What you have to do - Copy the records below word for word, starting with the line that contains "on the gravel" and going on through the last line of the records.

====== Data listing

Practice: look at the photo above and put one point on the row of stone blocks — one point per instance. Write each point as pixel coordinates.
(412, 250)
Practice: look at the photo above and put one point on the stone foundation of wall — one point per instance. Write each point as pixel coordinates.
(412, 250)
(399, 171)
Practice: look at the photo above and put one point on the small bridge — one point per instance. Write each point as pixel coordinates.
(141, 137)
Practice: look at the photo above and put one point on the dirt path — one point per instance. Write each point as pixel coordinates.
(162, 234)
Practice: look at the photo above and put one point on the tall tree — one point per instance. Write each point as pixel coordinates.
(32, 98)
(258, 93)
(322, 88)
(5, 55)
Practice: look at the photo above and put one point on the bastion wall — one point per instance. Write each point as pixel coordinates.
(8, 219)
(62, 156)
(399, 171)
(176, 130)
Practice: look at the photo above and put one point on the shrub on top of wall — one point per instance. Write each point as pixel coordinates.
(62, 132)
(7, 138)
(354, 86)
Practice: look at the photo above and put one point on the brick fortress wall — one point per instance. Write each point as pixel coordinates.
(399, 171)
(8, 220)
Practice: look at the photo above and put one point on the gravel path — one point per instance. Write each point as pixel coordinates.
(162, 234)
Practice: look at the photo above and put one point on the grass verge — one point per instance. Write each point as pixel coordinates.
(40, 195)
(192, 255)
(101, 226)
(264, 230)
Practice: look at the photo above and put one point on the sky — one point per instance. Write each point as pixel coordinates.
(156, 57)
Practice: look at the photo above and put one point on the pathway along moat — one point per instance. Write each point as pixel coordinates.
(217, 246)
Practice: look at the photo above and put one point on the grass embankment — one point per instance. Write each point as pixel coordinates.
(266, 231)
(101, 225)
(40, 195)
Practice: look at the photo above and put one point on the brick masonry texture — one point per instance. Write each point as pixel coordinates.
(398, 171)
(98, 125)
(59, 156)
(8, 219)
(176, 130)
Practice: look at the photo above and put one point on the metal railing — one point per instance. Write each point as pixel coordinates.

============

Answer to the task -
Practice: look at the photo above and put one point on the gravel path — one point per instance. Write each point as pixel coordinates.
(162, 234)
Practice: look at the photo above and put one point on the grass verge — one point per instance. Write each point as pixel coordinates.
(40, 195)
(192, 255)
(101, 226)
(264, 230)
Practice: look at the photo above and put one point on the sky — one point per instance. Write each point as pixel coordinates.
(156, 57)
Practice: look at the photo above and put one point on the pathway along moat — one point per instance. Write each point as pixel coordinates.
(217, 246)
Practice: look at the photo above and put one point on the grass embankment — one point per instance. Write each point as pixel coordinates.
(266, 231)
(101, 225)
(40, 195)
Practice: look at the photo above and put one point on the brick masonry texture — one point per instance. Write each point as pixel coordinates.
(398, 171)
(98, 125)
(59, 156)
(8, 219)
(176, 130)
Practice: look at the photo above and put one point on the metal railing — one point per instance. Write each point as pixel coordinates.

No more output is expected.